FRAGMENTO -
= = = = = = =

Un año en la casa

Pampa - Pedro Figari

Debajo de mi casa vive una familia de apereás. Son cuatro o cinco roedores grandes, que salen, escurridizos, apenas llega el amanecer, con miedo, no antes ni después, con la primera soleada del día, a comer el pasto que crece alrededor del metal que conforman las cuatro paredes de mi casa, viva en el campo uruguayo. Los apereás mueven la boca con repeticiones vastas y comen, juntos, con decisión, como si fuera la última comida, y se esconden cuando escuchan un paso, uno solo es suficiente, corren bajo el movimiento de una mano o una hoja, bajo el sonido de un párpado que cae sobre otro párpado. Viven al límite, escondidos de todos, porque son presas fáciles; nada es una presa para ellos. No matan.

= = = = = = =

DATOS -
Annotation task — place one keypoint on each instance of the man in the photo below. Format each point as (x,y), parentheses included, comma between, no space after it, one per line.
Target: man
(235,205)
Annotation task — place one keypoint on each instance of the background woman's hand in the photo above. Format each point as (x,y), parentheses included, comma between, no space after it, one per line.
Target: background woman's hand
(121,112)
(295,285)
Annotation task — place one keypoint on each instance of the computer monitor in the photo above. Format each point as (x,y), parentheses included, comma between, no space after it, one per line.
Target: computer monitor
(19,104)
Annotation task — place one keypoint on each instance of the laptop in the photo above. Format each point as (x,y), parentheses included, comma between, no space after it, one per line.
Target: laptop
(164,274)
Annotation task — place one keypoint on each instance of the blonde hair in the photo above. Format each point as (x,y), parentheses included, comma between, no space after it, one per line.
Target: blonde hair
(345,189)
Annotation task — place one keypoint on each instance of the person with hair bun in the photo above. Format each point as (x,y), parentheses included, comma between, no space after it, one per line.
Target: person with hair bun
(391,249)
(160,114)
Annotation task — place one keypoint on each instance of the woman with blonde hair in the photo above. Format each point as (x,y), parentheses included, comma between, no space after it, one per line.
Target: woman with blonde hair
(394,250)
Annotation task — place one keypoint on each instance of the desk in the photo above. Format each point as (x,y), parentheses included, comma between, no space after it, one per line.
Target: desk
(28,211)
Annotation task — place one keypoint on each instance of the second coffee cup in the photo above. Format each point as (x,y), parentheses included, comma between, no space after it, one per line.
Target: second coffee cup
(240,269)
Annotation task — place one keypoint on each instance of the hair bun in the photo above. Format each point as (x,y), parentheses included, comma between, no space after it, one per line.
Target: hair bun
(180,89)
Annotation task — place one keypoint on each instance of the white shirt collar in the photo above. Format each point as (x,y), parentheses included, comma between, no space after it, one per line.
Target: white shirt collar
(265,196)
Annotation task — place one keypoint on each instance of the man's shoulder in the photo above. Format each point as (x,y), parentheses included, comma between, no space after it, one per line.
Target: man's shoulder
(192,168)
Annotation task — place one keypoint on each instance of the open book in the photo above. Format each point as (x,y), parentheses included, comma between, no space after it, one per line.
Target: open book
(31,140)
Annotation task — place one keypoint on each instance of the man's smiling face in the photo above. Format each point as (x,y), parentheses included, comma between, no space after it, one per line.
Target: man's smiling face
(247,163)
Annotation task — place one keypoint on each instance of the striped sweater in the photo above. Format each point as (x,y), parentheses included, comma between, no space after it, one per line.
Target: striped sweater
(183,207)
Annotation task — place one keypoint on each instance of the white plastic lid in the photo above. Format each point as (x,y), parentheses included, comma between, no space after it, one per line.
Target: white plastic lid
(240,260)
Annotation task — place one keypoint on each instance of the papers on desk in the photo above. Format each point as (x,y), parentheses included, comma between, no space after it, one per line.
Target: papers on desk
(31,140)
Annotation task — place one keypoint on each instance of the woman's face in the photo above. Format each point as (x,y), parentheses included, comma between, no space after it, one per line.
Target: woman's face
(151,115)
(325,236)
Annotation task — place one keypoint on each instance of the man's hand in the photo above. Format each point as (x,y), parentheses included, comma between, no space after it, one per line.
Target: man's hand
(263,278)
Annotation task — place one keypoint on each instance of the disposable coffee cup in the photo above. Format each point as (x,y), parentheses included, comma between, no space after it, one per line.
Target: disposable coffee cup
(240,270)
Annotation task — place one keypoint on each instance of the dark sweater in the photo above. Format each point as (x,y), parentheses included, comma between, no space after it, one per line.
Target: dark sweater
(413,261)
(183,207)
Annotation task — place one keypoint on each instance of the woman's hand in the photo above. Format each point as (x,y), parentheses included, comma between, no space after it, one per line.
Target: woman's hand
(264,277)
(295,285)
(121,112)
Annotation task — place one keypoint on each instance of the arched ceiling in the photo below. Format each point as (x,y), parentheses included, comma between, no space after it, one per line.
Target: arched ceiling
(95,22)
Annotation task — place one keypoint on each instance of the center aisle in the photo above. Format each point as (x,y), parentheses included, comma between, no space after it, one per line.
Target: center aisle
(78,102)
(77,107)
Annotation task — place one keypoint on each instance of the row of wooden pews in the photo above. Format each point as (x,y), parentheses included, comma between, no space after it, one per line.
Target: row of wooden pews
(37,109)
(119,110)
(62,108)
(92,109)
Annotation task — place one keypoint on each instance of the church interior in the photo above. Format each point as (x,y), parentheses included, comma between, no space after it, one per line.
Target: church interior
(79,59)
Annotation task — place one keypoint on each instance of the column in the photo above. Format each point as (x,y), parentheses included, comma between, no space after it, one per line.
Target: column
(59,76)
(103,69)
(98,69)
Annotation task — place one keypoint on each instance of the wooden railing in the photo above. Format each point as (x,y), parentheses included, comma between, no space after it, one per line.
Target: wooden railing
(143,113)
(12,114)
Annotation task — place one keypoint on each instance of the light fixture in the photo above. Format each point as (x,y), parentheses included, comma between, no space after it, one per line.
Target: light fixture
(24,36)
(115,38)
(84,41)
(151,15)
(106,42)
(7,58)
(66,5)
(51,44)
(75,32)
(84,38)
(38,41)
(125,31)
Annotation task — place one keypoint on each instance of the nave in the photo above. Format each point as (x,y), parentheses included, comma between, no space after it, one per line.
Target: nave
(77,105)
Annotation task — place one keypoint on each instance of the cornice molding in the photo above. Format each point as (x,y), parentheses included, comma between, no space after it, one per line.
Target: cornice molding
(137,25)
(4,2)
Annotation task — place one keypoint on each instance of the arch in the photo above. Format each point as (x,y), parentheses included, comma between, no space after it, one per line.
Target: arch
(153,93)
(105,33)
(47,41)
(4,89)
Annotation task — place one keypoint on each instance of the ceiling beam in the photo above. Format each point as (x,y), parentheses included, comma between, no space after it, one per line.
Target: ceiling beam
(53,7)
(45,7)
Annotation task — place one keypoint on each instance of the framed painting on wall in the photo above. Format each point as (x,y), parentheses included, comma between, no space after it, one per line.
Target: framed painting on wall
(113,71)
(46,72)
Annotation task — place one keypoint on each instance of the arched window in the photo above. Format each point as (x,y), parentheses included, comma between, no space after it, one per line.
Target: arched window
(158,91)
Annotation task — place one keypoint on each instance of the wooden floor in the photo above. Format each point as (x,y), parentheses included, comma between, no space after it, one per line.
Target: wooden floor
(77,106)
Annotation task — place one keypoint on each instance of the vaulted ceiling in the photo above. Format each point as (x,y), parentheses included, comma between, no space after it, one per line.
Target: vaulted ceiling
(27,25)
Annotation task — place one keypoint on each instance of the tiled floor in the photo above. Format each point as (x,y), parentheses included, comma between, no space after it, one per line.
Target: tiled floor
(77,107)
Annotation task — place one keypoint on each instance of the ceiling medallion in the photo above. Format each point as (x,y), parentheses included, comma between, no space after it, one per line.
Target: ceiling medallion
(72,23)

= = = = = = =

PETICIÓN ESCRITA A - En el fragmento sobre los apereás, ¿en qué momento del día salen a comer?
PETICIÓN ESCRITA B - Prolonga el fragmento sobre los apereás a partir de su última oración.

RESPUESTA ESCRITA A - Salen apenas llega el amanecer, con la primera soleada del día.

RESPUESTA ESCRITA B -
Una vez encontré una cría mínima de apereá, quizás recién nacida, solita, al lado de la casa. Temblaba. Y cuando la vi, ahí indefensa, yo también temblé. Tembló la tierra. Tembló la propia casa porque sabía lo que estaba a punto de hacer. La cría cabía en la palma de mi mano, tomarla era un escenario posible, pero no me atreví con la mano desnuda. Una vez enguantado, pensé llevarla a un tajamar que perdura cerca de la casa, ojo de agua que perfora el campo y lo hidrata, antiguo bebedero de vacas; tomé con recelo al apereá mínimo que se desintegraba un milímetro lejos de mi cuerpo, de mi mano que sudaba ante el ritmo salvaje de un corazón que ha sido levantado del suelo y atrapado entre los barrotes que forman la carne de una extremidad. Pensé que la cría pertenecía al tajamar, donde la dejé sola y hambrienta, impotente por no saber nada de nada y tampoco poder ni querer saberlo. Los apereás no matan pero yo he matado uno. Aproximadamente una hora después, la cría no estaba y un reguero de sangre me anunciaba la culpa venidera.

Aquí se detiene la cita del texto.